*Records for the task*

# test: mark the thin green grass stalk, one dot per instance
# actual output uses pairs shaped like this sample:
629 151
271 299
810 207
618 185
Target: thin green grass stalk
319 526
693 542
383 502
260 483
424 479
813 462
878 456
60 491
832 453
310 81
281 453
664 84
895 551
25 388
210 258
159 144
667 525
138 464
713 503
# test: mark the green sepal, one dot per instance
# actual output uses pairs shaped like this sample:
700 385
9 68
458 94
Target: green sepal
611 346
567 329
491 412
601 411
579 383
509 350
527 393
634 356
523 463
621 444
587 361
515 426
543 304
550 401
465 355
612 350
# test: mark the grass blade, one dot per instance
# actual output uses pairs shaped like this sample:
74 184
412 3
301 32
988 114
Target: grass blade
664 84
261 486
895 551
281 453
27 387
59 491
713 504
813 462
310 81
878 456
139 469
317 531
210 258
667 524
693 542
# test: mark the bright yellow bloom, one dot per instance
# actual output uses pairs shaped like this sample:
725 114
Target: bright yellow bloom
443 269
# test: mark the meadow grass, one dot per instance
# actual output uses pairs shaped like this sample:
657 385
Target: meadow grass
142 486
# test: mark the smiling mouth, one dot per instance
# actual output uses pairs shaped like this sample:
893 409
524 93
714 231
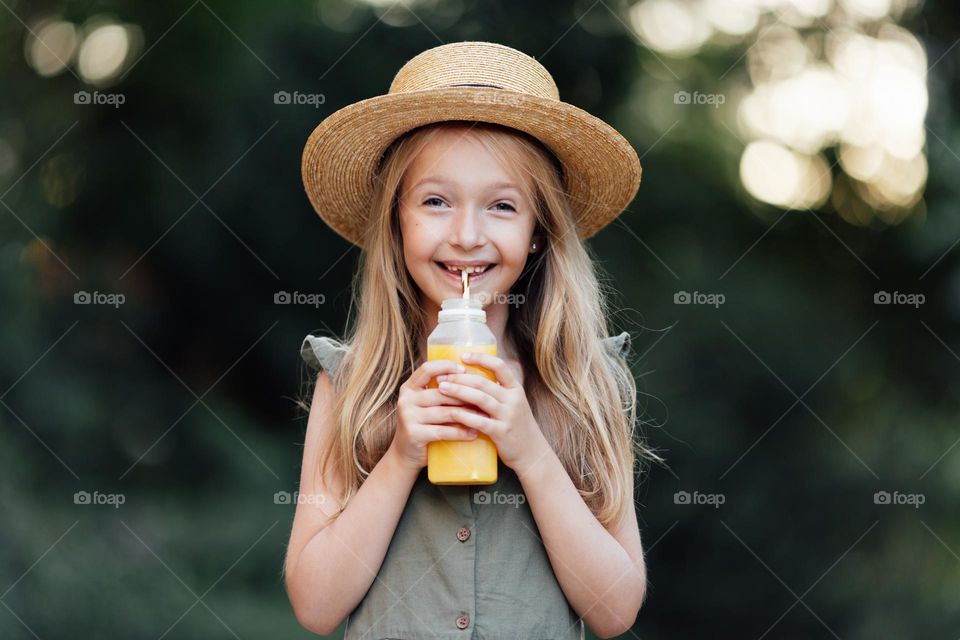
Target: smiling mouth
477 272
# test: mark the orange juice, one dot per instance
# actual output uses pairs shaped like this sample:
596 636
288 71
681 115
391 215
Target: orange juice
462 328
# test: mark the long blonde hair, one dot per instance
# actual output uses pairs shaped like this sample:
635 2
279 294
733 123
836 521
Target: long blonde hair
583 397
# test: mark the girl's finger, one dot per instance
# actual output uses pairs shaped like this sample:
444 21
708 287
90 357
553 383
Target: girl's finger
431 368
438 415
493 363
476 381
472 396
433 397
473 420
442 432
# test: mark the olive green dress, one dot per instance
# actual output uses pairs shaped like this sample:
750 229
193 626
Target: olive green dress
464 561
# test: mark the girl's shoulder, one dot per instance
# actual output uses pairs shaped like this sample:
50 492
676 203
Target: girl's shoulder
323 353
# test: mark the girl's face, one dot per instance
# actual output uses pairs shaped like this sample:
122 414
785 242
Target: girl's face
459 207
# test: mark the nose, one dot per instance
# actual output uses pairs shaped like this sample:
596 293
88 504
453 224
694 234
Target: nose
467 231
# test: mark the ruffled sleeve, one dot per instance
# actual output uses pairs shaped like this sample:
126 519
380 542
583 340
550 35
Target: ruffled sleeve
323 353
619 345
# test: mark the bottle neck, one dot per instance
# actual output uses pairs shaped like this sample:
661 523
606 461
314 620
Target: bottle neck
461 317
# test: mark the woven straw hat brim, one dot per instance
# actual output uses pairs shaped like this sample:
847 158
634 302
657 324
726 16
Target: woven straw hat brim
601 169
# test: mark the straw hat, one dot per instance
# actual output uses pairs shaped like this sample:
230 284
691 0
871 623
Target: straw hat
472 81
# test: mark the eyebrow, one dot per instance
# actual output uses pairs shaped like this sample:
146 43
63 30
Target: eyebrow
445 182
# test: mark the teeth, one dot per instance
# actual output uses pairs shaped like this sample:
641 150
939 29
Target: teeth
458 268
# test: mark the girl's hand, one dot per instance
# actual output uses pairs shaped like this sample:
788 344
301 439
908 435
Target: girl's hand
508 421
425 415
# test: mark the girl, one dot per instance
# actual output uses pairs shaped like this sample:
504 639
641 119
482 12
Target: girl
471 159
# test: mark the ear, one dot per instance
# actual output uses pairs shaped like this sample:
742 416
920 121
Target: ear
536 243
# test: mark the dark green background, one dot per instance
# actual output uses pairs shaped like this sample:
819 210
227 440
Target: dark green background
86 390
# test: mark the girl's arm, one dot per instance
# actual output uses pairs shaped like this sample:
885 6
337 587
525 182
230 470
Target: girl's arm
329 568
602 573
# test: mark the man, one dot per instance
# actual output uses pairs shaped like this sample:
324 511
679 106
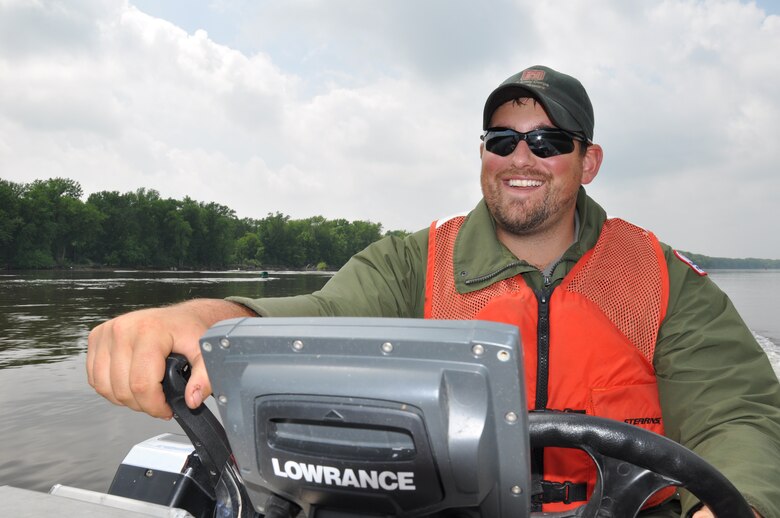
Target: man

*Your instructions*
Copy all of the rows above exactly as they are, but leave out the pictures.

*Finished task*
# test: mark the thin green grass stalk, one dot per instance
# actual output uses pairs shaped like this sample:
629 151
271 299
810 207
618 185
Target: thin green grass stalk
319 526
693 542
383 502
260 483
424 479
813 462
878 456
60 491
832 453
310 81
281 453
664 84
895 551
25 388
210 258
159 144
667 525
138 464
713 503
# test: mark the green sepal, one dot per instance
# actual output uses pairs shaped like this sample:
700 385
9 68
458 94
Target: green sepal
611 346
567 329
491 412
601 411
579 383
509 350
527 393
634 356
523 463
621 444
587 361
515 426
543 304
550 401
465 355
612 350
# test: mark the grass blade, one dot per instance
# actual output uses pairs shaped like this sample:
74 184
412 3
301 32
988 114
Target: grass blade
664 84
261 486
895 551
281 453
27 387
59 491
713 504
813 462
310 81
878 456
139 469
317 531
210 258
667 524
693 542
# test: mark the bright yellow bloom, one dot per instance
# actual output uses pairs shaped like this sample:
725 114
Target: bright yellow bloom
443 269
# test: mark the meadow grass, one dot per instance
# actual output uses pairs shaped like this sample:
657 385
Target: meadow grass
142 486
# test: mark the smiling mouth, one dot per instance
# actual output uses pairs shaped like this sample:
893 409
524 93
714 231
Target: smiling mouth
477 272
# test: mark the orange juice, one dot per instance
# actual output uses pairs shaped like this sample:
596 636
288 71
681 115
391 215
Target: orange juice
462 328
# test: mark the long blonde hair, one dot per instance
# actual output uses pairs shaped like this sample:
635 2
279 294
733 123
836 521
Target: long blonde hair
583 397
# test: mark the girl's finger, one dot per instance
# actual output uses pairs shaped like this sample:
444 21
708 287
90 357
553 383
Target: girl's finger
431 368
438 415
493 363
476 381
472 396
433 397
473 420
442 432
# test: mark the olive green dress, one dot per instance
# actual output uses pairs shaped like this sample:
750 229
193 626
Target: olive green dress
464 561
# test: mark the girl's shoulder, one dot per instance
# actual output uses pairs shaped like this sample:
50 492
676 203
Target: girl's shoulder
323 353
# test: mark the girl's face, one dot per instance
# actual output uses pairs shaped like this sample:
122 414
785 242
Target: girl's face
459 207
# test: mark the nose, one dot per instance
# actual output uses pairs shaped like this sample:
596 293
88 504
453 224
694 234
Target: nose
467 231
# test: mark the ruffled sleeve, one dot per instance
# actual output uses pairs shaped like this sample:
126 519
380 542
583 340
550 35
Target: ruffled sleeve
323 353
619 345
# test: mark the bottle neck, one dot per instance
# actual output uses pairs shaped like this sample:
661 523
606 461
314 620
Target: bottle neck
461 317
# test: mark the woven straw hat brim, one dot per instance
# actual output uses pairs shaped like this sample:
847 158
634 302
657 324
726 16
Target: woven straw hat brim
601 169
# test: mark the straw hat, one dot per instance
# actual output uses pairs shaped like this sample:
230 284
691 0
871 623
Target: straw hat
472 81
# test: mark the eyebrow, one dot per instance
# actual output uses pairs shaped like this sample:
146 43
63 30
Target: eyebrow
445 182
# test: mark the teeth, one dot per instance
# actual output uses pairs shaped like this sample:
641 150
939 29
Target: teeth
458 268
# test: mark the girl's hand, one dot per instance
# actual output uses pairs shaped like this sample:
788 344
301 439
908 435
Target: girl's hand
508 421
425 415
# test: mark the girl, one dot per instance
# actual output uses pairs shaped like this sample:
504 639
641 119
482 12
Target: girl
471 159
# test: mark the ear, one dot per instance
# actual output uses pairs shaped like this sample:
742 416
920 121
Target: ear
536 243
# test: mark the dark green background, one dot per instance
# actual output uses pairs shaped like this sample:
819 210
227 440
Target: dark green background
86 390
# test: mark the girl's arm, one dot per instance
# actual output uses pairs shaped like this sample:
885 6
337 587
525 182
230 470
Target: girl's arm
329 568
602 573
# test: mark the man, one dot per instance
# actual output uses pairs shaped like this sample:
324 511
679 106
Target: man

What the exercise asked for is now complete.